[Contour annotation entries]
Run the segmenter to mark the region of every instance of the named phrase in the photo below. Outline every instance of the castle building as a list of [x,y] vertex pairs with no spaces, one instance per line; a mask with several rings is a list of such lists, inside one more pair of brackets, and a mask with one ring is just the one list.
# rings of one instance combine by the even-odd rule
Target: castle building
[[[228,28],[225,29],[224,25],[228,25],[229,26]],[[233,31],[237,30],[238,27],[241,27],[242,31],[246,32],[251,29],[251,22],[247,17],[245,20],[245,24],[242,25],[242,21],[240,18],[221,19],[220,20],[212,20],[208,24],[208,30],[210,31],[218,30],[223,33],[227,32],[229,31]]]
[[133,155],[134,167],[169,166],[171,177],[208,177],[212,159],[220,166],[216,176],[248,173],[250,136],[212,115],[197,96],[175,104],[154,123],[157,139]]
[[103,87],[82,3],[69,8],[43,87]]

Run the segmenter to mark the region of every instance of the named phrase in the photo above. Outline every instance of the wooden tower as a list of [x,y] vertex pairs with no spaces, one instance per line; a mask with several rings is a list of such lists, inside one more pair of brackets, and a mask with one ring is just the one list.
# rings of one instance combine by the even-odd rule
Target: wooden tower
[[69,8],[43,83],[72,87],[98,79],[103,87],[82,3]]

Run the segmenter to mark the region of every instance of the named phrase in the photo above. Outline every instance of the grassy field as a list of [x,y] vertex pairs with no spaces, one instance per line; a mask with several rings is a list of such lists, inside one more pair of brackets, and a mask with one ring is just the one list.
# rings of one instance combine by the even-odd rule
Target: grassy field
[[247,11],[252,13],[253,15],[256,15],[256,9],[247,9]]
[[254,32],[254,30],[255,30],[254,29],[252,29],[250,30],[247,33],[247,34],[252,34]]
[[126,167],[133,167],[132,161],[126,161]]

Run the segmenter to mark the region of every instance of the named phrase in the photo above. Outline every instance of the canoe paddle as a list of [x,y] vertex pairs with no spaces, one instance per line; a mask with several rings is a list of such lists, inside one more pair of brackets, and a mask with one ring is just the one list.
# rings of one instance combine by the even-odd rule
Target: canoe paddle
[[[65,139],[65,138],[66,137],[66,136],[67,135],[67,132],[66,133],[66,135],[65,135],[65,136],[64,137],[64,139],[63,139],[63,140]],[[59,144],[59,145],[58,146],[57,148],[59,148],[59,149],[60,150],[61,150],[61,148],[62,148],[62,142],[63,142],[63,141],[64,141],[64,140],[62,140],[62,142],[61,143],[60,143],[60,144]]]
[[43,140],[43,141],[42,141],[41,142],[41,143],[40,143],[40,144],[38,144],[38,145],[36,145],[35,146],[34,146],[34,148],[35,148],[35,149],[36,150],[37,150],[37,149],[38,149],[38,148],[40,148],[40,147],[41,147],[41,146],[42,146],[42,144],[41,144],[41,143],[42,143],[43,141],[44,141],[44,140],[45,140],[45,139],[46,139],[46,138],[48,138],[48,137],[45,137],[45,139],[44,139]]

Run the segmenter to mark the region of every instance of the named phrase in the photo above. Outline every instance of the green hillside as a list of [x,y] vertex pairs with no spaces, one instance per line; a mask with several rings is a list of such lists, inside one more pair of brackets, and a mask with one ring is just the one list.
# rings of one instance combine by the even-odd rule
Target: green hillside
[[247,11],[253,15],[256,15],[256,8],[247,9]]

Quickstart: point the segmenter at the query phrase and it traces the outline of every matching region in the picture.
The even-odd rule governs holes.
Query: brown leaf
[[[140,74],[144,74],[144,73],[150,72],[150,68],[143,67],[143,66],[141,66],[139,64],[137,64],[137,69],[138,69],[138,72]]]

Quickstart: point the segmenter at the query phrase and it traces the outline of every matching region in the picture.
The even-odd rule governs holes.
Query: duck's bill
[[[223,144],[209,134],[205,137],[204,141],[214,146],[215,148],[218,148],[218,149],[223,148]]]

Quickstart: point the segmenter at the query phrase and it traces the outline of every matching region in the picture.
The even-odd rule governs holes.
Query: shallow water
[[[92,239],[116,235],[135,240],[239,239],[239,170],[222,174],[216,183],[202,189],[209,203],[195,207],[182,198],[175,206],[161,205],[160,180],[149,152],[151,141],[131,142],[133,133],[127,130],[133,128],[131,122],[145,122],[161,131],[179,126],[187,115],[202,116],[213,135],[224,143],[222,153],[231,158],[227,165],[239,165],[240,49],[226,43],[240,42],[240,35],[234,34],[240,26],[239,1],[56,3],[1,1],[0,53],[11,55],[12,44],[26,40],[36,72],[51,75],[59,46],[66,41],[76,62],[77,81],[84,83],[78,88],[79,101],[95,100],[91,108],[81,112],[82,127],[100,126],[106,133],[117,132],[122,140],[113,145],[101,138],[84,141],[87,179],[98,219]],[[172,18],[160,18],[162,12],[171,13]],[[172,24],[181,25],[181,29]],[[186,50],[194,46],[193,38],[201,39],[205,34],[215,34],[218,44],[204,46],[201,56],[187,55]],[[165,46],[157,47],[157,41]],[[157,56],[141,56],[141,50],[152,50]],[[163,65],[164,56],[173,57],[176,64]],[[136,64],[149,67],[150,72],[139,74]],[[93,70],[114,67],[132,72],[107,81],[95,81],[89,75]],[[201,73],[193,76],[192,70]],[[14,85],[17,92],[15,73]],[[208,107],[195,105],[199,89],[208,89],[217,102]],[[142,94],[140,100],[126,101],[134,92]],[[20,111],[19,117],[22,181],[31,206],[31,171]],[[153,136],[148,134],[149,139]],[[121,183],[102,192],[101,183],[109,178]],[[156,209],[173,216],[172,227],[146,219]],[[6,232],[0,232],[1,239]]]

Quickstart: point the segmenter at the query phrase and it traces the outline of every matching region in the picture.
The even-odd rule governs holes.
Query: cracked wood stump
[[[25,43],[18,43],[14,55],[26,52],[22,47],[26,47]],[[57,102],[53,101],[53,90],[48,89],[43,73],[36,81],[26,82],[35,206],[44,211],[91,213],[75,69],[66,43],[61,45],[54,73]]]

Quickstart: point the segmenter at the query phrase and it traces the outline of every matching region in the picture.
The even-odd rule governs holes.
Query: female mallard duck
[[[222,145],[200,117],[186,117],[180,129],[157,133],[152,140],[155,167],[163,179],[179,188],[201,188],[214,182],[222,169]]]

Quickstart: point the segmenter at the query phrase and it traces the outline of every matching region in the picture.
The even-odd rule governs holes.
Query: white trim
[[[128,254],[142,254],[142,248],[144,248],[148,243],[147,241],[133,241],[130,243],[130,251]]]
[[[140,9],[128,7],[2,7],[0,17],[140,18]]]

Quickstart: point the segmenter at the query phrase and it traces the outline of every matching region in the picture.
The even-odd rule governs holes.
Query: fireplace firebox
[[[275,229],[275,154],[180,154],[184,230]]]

◆ **Task**
Convert every line of the entries above into a single numbered list, leaving out the blank lines.

◆ **Answer to this exercise**
1. Run the segmenter to mark the region of every instance of the named phrase in the photo below. Outline every instance of the castle building as a list of [x,y] vertex pairs with no spaces, one instance per line; a mask with several rings is a list of such lists, inside one more pair of brackets, and a mask with one ring is just the one list.
2. # rings of one instance combine by the even-odd rule
3. Target: castle building
4. [[[228,28],[225,29],[224,25],[228,25],[229,26]],[[233,31],[237,30],[238,27],[241,27],[242,31],[246,32],[251,29],[251,22],[247,17],[245,20],[245,24],[242,25],[242,21],[240,18],[221,19],[220,20],[212,20],[208,24],[208,30],[210,31],[218,30],[223,33],[227,32],[229,31]]]
5. [[133,155],[134,167],[169,166],[171,177],[208,177],[212,159],[220,166],[216,176],[248,173],[250,136],[212,115],[197,96],[175,104],[154,123],[157,139]]
6. [[103,87],[82,3],[69,8],[43,87]]
7. Run the segmenter to mark the region of every instance of the named phrase in the photo above. Outline every instance of the wooden tower as a list of [x,y] vertex pairs with no spaces, one instance per line; a mask with several rings is a list of such lists, inside one more pair of brackets, and a mask with one ring is just the one list.
8. # rings of one instance combine by the even-odd rule
9. Target: wooden tower
10. [[69,8],[43,83],[72,87],[98,79],[103,87],[82,3]]
11. Run the segmenter to mark the region of every instance of the named phrase in the photo above. Outline every instance of the grassy field as a list of [x,y] vertex pairs with no spaces, one instance per line; a mask with several rings is a list of such lists, inside one more pair of brackets, and a mask with one ring is just the one list.
12. # rings of one instance combine by the even-odd rule
13. Target: grassy field
14. [[247,11],[252,13],[253,15],[256,15],[256,9],[247,9]]
15. [[254,32],[254,30],[255,30],[254,29],[252,29],[250,30],[247,33],[247,34],[252,34]]
16. [[126,167],[133,167],[132,161],[126,161]]
17. Run the segmenter to mark the region of every instance of the named phrase in the photo above. Outline every instance of the canoe paddle as a list of [x,y] vertex pairs with no spaces, one instance per line; a mask with several rings is a list of such lists, inside one more pair of brackets, and a mask with one ring is just the one list.
18. # rings of one instance combine by the even-odd rule
19. Target: canoe paddle
20. [[[65,139],[65,138],[66,137],[66,136],[67,135],[67,132],[66,133],[66,135],[65,135],[65,136],[64,137],[64,139],[63,139],[63,140]],[[59,144],[59,145],[58,146],[57,148],[59,148],[59,149],[60,150],[61,150],[61,148],[62,148],[62,142],[63,142],[63,141],[64,141],[64,140],[62,140],[62,142],[61,143],[60,143],[60,144]]]
21. [[43,140],[43,141],[42,141],[41,142],[41,143],[40,143],[40,144],[38,144],[38,145],[36,145],[35,146],[34,146],[34,148],[35,148],[35,149],[36,150],[37,150],[37,149],[38,149],[38,148],[40,148],[40,147],[41,147],[41,146],[42,146],[42,144],[41,144],[41,143],[42,143],[43,141],[44,141],[44,140],[45,140],[45,139],[46,139],[46,138],[48,138],[48,137],[45,137],[45,139],[44,139]]
22. Run the segmenter to mark the region of every instance of the named phrase in the photo above. Outline every instance of the green hillside as a list of [x,y] vertex pairs with no spaces, one instance per line; a mask with several rings is a list of such lists, inside one more pair of brackets, and a mask with one ring is just the one list.
23. # rings of one instance combine by the even-odd rule
24. Target: green hillside
25. [[247,11],[253,15],[256,15],[256,8],[247,9]]
26. Quickstart: point the segmenter at the query phrase and it traces the outline of every matching region in the picture.
27. The even-odd rule governs holes.
28. Query: brown leaf
29. [[[140,74],[144,74],[144,73],[150,72],[150,68],[143,67],[143,66],[141,66],[139,64],[137,64],[137,69],[138,69],[138,72]]]
30. Quickstart: point the segmenter at the query phrase and it traces the outline of every matching region in the picture.
31. The even-odd rule governs holes.
32. Query: duck's bill
33. [[[223,144],[209,134],[205,137],[204,141],[214,146],[215,148],[218,148],[218,149],[223,148]]]
34. Quickstart: point the segmenter at the query phrase and it traces the outline of every matching region in the picture.
35. The even-odd rule governs holes.
36. Query: shallow water
37. [[[92,239],[116,235],[135,240],[239,239],[239,170],[222,174],[216,183],[202,189],[209,203],[195,207],[182,198],[175,206],[161,205],[160,180],[149,152],[151,141],[131,142],[133,133],[127,130],[133,128],[131,122],[145,122],[161,131],[179,126],[187,115],[202,116],[213,135],[224,143],[222,153],[231,158],[227,165],[239,165],[240,49],[226,43],[240,42],[240,35],[234,34],[240,26],[239,1],[56,3],[1,1],[0,53],[11,55],[12,44],[26,40],[36,72],[51,75],[59,46],[66,41],[76,62],[77,81],[84,83],[78,88],[79,101],[95,100],[91,108],[81,112],[82,127],[100,126],[106,133],[117,132],[122,140],[113,145],[101,138],[84,141],[87,179],[98,219]],[[172,18],[160,18],[162,12],[171,13]],[[172,24],[181,25],[181,29]],[[186,50],[194,46],[193,38],[201,39],[205,34],[215,34],[218,44],[204,46],[201,56],[187,55]],[[165,46],[157,47],[157,41]],[[157,56],[141,56],[141,50],[152,50]],[[163,65],[164,56],[173,57],[176,64]],[[136,64],[149,67],[150,72],[139,74]],[[93,70],[114,67],[132,72],[107,81],[95,81],[89,75]],[[201,73],[193,76],[192,70]],[[14,85],[17,92],[15,73]],[[208,107],[195,105],[199,89],[208,89],[217,102]],[[142,94],[140,100],[126,101],[134,92]],[[20,111],[19,117],[22,181],[31,206],[31,171]],[[153,136],[148,134],[149,139]],[[121,183],[102,192],[101,183],[109,178]],[[156,209],[173,216],[172,227],[146,219]],[[6,232],[0,232],[1,239]]]
38. Quickstart: point the segmenter at the query phrase and it traces the outline of every matching region in the picture.
39. The even-odd rule governs holes.
40. Query: cracked wood stump
41. [[[25,43],[18,43],[14,55],[26,52],[22,47],[26,47]],[[57,102],[53,101],[53,90],[48,89],[43,73],[36,81],[26,82],[35,206],[44,211],[91,213],[75,69],[66,43],[61,45],[54,73]]]
42. Quickstart: point the segmenter at the query phrase and it traces the outline of every matching region in the picture.
43. The even-odd rule governs holes.
44. Query: female mallard duck
45. [[[222,145],[200,117],[186,117],[180,129],[157,133],[152,140],[155,167],[163,179],[179,188],[201,188],[214,182],[222,169]]]
46. Quickstart: point the segmenter at the query phrase and it traces the outline of every matching region in the picture.
47. The even-odd rule governs holes.
48. Query: white trim
49. [[[128,254],[142,254],[142,248],[144,248],[148,243],[147,241],[133,241],[130,243],[130,251]]]
50. [[[140,9],[128,7],[2,7],[0,17],[140,18]]]
51. Quickstart: point the segmenter at the query phrase and it traces the outline of every matching region in the picture.
52. The even-odd rule governs holes.
53. Query: fireplace firebox
54. [[[275,229],[275,154],[180,154],[184,230]]]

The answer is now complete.